Passage shown

* * * *

You are viewing a plain text version of this content. The canonical link for it is here.
Posted to issues@spark.apache.org by "Kent Yao (Jira)" <ji...@apache.org> on 2020/12/04 06:18:00 UTC
[jira] [Comment Edited] (SPARK-24607) Distribute by rand() can lead to data inconsistency

    [ https://issues.apache.org/jira/browse/SPARK-24607?page=com.atlassian.jira.plugin.system.issuetabpanels:comment-tabpanel&focusedCommentId=17243743#comment-17243743 ] 

Kent Yao edited comment on SPARK-24607 at 12/4/20, 6:17 AM:
------------------------------------------------------------

This could happen when the map stage retries, the same record that in the map task probably targets to different reduce tasks among task attempts.

 This could result in an incomplete result set when introducing a non-deterministic expression, e.g. rand(), in the jobs that need shuffle, e.g. aggregates, sort-merge join.

We may need a random but replayable function to handle these use cases because it is a common way that users use to deal with data skewness.

Otherwise, we may forbid non-deterministic functions to be used shuffle related operations.

cc [~cloud_fan] [~ulysses] [~maropu]


was (Author: qin yao):
This could happen when the map stage retries, the same record that in the map task probably targets to different reduce tasks among task attempts.

* * * *

Set task
In the Jira comment above, what common user problem is the random but replayable function meant to help with?

Rows of box annotation data:
* * * *

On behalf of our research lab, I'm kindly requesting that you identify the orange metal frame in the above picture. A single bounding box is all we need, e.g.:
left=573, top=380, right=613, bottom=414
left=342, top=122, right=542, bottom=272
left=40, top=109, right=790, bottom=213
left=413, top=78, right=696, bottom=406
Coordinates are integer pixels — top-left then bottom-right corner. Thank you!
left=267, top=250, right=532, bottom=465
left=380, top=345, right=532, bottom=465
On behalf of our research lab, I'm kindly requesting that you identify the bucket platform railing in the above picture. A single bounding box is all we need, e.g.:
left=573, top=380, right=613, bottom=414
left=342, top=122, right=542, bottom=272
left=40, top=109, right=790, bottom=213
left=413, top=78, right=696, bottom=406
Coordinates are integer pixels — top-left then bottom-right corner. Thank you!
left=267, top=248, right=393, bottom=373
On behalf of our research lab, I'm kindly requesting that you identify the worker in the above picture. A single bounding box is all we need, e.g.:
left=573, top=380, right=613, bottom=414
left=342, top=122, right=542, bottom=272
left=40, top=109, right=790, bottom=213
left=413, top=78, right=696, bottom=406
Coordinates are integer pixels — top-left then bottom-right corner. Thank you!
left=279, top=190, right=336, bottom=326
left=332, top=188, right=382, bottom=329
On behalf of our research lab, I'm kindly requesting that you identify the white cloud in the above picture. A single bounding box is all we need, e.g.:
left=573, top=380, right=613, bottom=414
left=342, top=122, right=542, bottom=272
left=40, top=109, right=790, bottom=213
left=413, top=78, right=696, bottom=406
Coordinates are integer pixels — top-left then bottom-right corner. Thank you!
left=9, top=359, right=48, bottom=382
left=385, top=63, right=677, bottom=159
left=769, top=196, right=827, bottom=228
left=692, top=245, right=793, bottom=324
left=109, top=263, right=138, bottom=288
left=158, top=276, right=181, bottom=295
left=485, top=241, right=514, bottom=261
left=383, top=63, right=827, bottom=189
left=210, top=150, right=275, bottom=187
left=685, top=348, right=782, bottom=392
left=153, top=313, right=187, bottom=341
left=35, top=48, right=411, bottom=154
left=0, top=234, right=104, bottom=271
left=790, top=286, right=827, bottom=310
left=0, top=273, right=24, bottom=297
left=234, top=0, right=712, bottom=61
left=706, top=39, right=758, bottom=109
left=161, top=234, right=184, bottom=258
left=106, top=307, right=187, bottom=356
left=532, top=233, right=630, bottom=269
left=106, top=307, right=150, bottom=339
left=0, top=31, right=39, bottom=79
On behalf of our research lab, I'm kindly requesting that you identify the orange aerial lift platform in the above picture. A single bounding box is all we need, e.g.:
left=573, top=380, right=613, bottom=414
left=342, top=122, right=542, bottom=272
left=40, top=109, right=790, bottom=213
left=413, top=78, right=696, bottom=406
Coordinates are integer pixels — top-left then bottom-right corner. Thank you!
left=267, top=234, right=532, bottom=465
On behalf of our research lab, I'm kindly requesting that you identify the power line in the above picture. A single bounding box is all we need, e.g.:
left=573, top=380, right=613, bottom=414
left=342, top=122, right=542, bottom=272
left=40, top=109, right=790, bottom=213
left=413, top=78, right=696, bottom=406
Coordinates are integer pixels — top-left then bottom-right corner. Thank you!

* * * *

Output below
Data skewness.